Reescreva o trecho do texto sobre modelos mentais entre "Responder às perguntas" e "tecnologia e softwares.", inclusive, trocando "estrada tortuosa" por "jornada difícil".

Texto de leitura:
###

Por novas perspectivas

de Redação em 27 de janeiro de 2017

A vida é feita de escolhas. Observar o melhor caminho para fazê-las, além das opções óbvias e claras, passa também por desafios externos e paradigmas internos construídos ao longo da vida. Ao tomarmos uma decisão, adotamos como base nossa maneira de ver o mundo, nossa educação, experiências e o ambiente em que crescemos e no qual atuamos. É o que chamamos de modelos mentais, bases preconcebidas que nos ajudam a adotar uma escolha.
Sendo assim, como podemos mudar nosso pensamento se já, presumidamente, o consideramos correto de acordo com nossas experiências? E como fugir da ideia estabelecida e mudar nossos modelos mentais? O mesmo raciocínio se aplica ao pensamento sistêmico e aos modelos mentais existentes dentro das organizações: como lidar com eles e transformar a gestão de pessoas da empresa?
Responder às perguntas acima é a chave para um programa de liderança de sucesso. Em outras palavras, quebrar os modelos mentais dos colaboradores, recriando cenários e novas possibilidades de negócio é um grande desafio ao RH. Esta é uma estrada tortuosa, porém vindoura de acordo com relatos de Luiza Nizoli, presidente da Apdata do Brasil — empresa de tecnologia e softwares.

Pessoas, não robôs
Luiza-Nizoli_Presidente-da-Apdata-do-BrasilLuiza Nizoli conta que há dez anos a companhia passou por esse desafio. A executiva comenta que alguns colaboradores da Apdata mantinham um padrão robotizado de pensamento, repetindo as mesmas crenças e atitudes. “Percebi que esse formato não estava trazendo resultados positivos para a organização. Ele inibia as pessoas ao não despertar a criatividade e limitar a liberdade de expressão e comunicação.” Diante da situação, a decisão foi categórica. “Fizemos uma dinâmica de cima para baixo para reeducar mentalmente os colaboradores.”
Para tanto, foi contratado um coach que trabalhou o problema do ponto de vista emocional. O diagnóstico do profissional foi de que os modelos mentais e crenças conservadoras mantidas pelos colaboradores limitavam o desempenho deles na companhia. Aliada a isso, a crença de sempre seguir a hierarquia como padrão intimidava os funcionários. “Se a empresa continuasse no mesmo molde [de pensamento sistêmico] ela poderia até crescer, mas não teria o salto quântico necessário”, indica Luiza.
Na prática, o coach trabalhou o lado interno (emocional) das pessoas, as crenças e o modo como elas enxergam o mundo. Luiza conta que os colaboradores ficaram chocados com o processo num primeiro momento. “As pessoas se assustaram com a mudança; elas estavam acostumadas com uma filosofia dura, na qual eram conduzidas, direcionadas, nem imaginavam que poderiam ter liberdade. A dificuldade em abraçar essa liberdade foi grande”, diz.

###

Dados fornecidos:
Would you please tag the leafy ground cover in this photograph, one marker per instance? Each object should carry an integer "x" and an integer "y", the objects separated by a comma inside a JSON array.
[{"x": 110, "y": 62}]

###

Resolução do problema:
Responder às perguntas acima é a chave para um programa de liderança de sucesso. Em outras palavras, quebrar os modelos mentais dos colaboradores, recriando cenários e novas possibilidades de negócio é um grande desafio ao RH. Esta é uma jornada difícil, porém vindoura de acordo com relatos de Luiza Nizoli, presidente da Apdata do Brasil — empresa de tecnologia e softwares.